> [Exercise description]
Quote only the span from the first line of the entries to the line containing "brick house, once per instance", both ends kept. Leave every picture out.
(Source material begins)
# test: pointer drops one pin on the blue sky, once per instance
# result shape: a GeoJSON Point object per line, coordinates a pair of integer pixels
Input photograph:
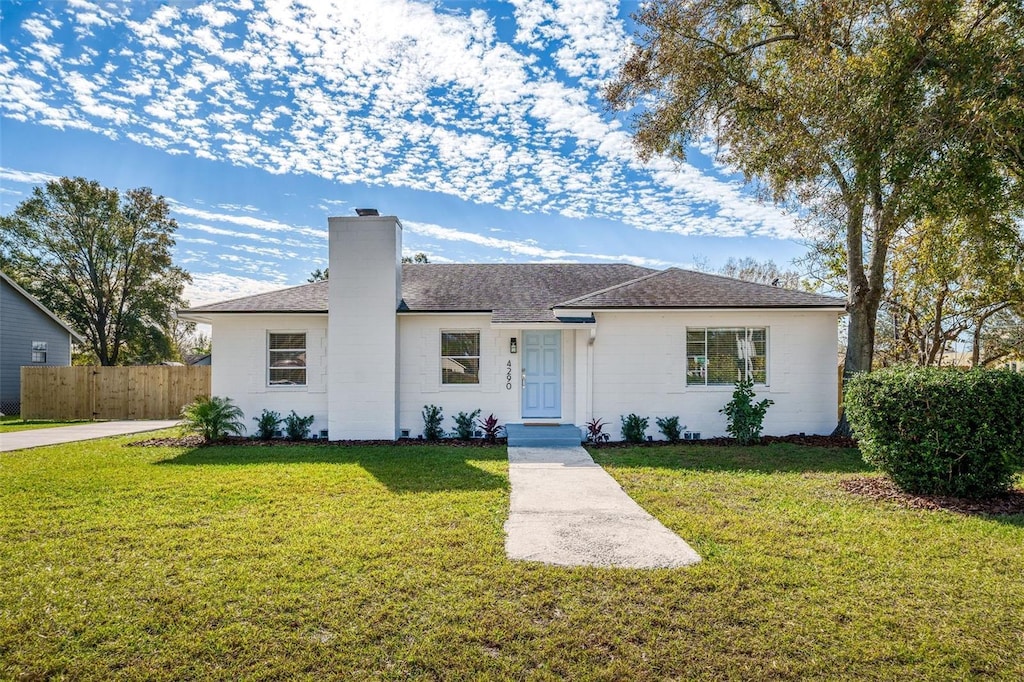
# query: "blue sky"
{"type": "Point", "coordinates": [479, 124]}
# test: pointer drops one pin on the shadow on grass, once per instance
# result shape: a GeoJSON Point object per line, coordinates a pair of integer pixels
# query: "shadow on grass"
{"type": "Point", "coordinates": [776, 458]}
{"type": "Point", "coordinates": [407, 469]}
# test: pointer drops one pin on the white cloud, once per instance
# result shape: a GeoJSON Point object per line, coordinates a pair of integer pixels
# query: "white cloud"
{"type": "Point", "coordinates": [214, 287]}
{"type": "Point", "coordinates": [527, 248]}
{"type": "Point", "coordinates": [383, 92]}
{"type": "Point", "coordinates": [26, 177]}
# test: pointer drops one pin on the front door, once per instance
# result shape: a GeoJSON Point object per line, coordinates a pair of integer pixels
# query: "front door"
{"type": "Point", "coordinates": [542, 375]}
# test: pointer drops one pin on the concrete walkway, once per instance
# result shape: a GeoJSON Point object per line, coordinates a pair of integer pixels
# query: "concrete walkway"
{"type": "Point", "coordinates": [60, 434]}
{"type": "Point", "coordinates": [566, 510]}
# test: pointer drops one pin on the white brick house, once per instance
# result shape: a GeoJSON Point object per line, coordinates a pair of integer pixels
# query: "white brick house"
{"type": "Point", "coordinates": [367, 350]}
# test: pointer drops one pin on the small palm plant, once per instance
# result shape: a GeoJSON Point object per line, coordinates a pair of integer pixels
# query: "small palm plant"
{"type": "Point", "coordinates": [213, 417]}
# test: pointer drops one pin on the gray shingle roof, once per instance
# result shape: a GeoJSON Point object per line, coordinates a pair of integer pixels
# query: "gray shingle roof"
{"type": "Point", "coordinates": [305, 298]}
{"type": "Point", "coordinates": [675, 288]}
{"type": "Point", "coordinates": [528, 292]}
{"type": "Point", "coordinates": [531, 289]}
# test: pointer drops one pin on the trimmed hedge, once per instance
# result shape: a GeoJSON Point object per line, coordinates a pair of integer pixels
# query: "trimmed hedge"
{"type": "Point", "coordinates": [940, 431]}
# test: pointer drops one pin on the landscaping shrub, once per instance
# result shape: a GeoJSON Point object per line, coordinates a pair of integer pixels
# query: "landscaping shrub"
{"type": "Point", "coordinates": [491, 427]}
{"type": "Point", "coordinates": [213, 418]}
{"type": "Point", "coordinates": [670, 428]}
{"type": "Point", "coordinates": [595, 431]}
{"type": "Point", "coordinates": [465, 424]}
{"type": "Point", "coordinates": [266, 424]}
{"type": "Point", "coordinates": [297, 428]}
{"type": "Point", "coordinates": [634, 428]}
{"type": "Point", "coordinates": [432, 418]}
{"type": "Point", "coordinates": [940, 431]}
{"type": "Point", "coordinates": [744, 418]}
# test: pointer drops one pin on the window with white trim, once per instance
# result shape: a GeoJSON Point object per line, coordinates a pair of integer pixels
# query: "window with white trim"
{"type": "Point", "coordinates": [721, 356]}
{"type": "Point", "coordinates": [287, 358]}
{"type": "Point", "coordinates": [460, 357]}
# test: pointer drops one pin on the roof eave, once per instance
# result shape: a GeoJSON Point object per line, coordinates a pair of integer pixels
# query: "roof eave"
{"type": "Point", "coordinates": [49, 313]}
{"type": "Point", "coordinates": [577, 311]}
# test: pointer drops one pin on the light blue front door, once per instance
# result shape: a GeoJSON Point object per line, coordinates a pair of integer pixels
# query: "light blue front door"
{"type": "Point", "coordinates": [542, 372]}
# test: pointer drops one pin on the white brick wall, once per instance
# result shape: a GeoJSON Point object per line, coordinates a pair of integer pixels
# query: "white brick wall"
{"type": "Point", "coordinates": [640, 367]}
{"type": "Point", "coordinates": [240, 366]}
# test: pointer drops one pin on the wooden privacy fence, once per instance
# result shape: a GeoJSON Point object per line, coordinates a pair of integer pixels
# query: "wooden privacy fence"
{"type": "Point", "coordinates": [111, 392]}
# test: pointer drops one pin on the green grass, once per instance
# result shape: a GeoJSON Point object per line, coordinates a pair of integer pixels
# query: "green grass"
{"type": "Point", "coordinates": [10, 423]}
{"type": "Point", "coordinates": [268, 562]}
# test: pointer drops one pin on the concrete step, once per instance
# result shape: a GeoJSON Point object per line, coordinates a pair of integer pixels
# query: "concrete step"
{"type": "Point", "coordinates": [556, 435]}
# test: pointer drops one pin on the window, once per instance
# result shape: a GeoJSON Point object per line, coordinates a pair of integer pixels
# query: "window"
{"type": "Point", "coordinates": [723, 356]}
{"type": "Point", "coordinates": [287, 357]}
{"type": "Point", "coordinates": [460, 357]}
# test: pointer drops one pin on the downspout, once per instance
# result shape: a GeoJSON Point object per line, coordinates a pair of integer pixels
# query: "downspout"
{"type": "Point", "coordinates": [590, 374]}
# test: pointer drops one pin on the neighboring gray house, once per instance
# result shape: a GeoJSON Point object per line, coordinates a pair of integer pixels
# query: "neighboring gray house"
{"type": "Point", "coordinates": [30, 335]}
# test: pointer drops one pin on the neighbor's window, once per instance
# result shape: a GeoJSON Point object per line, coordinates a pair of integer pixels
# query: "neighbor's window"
{"type": "Point", "coordinates": [287, 356]}
{"type": "Point", "coordinates": [723, 356]}
{"type": "Point", "coordinates": [460, 357]}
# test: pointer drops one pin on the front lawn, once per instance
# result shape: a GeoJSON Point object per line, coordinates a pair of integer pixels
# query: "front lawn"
{"type": "Point", "coordinates": [291, 561]}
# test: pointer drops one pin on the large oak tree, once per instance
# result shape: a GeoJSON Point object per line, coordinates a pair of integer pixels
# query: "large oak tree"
{"type": "Point", "coordinates": [100, 259]}
{"type": "Point", "coordinates": [861, 115]}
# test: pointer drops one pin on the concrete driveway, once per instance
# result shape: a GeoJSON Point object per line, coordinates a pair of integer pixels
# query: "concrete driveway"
{"type": "Point", "coordinates": [60, 434]}
{"type": "Point", "coordinates": [566, 510]}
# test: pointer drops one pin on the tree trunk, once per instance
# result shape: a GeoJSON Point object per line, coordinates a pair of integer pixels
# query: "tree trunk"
{"type": "Point", "coordinates": [859, 348]}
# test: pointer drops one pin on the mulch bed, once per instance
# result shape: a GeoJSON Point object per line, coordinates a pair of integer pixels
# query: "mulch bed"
{"type": "Point", "coordinates": [797, 439]}
{"type": "Point", "coordinates": [197, 441]}
{"type": "Point", "coordinates": [878, 487]}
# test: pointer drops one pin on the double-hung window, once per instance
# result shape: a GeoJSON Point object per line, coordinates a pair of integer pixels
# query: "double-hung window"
{"type": "Point", "coordinates": [721, 356]}
{"type": "Point", "coordinates": [287, 358]}
{"type": "Point", "coordinates": [460, 357]}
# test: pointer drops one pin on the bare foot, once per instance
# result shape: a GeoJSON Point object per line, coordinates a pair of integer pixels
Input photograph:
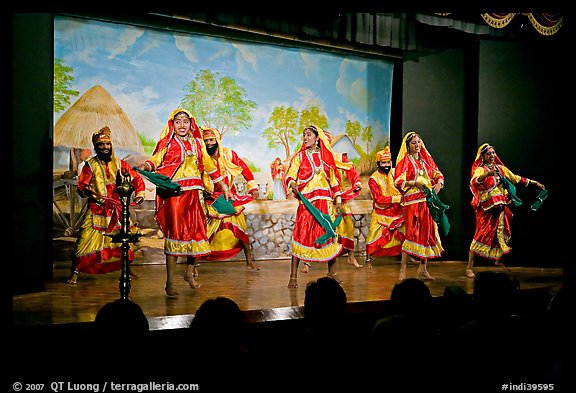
(Source material ends)
> [Task result]
# test: pointer drops one pin on the blue sky, once per instance
# result shape: a GeoJSON Point object per line, coordinates a pair of integer pixels
Input photograph:
# query: "blue sky"
{"type": "Point", "coordinates": [479, 124]}
# test: pointer drops one pin on the shadow on grass, once per instance
# result shape: a GeoJSON Point object per line, coordinates a pair of integer pixels
# query: "shadow on grass"
{"type": "Point", "coordinates": [776, 458]}
{"type": "Point", "coordinates": [407, 469]}
# test: pointer drops one pin on the white cloud, once per instance
# result shape: a GeoJSON Point object per line, coordinates a pair of integer pixels
# query: "white cloud"
{"type": "Point", "coordinates": [214, 287]}
{"type": "Point", "coordinates": [527, 248]}
{"type": "Point", "coordinates": [383, 92]}
{"type": "Point", "coordinates": [26, 177]}
# test: pointer drops one pin on the front door, once per instance
# result shape: a GeoJSON Point object per line, coordinates a pair of integer pixels
# query: "front door"
{"type": "Point", "coordinates": [542, 375]}
# test: pointer drops one pin on the concrete walkway, once per instance
# result shape: a GeoJSON Point object per line, coordinates a pair of integer pixels
# query: "concrete walkway"
{"type": "Point", "coordinates": [60, 434]}
{"type": "Point", "coordinates": [566, 510]}
# test: pointer drops one pin on the white brick house, once per instance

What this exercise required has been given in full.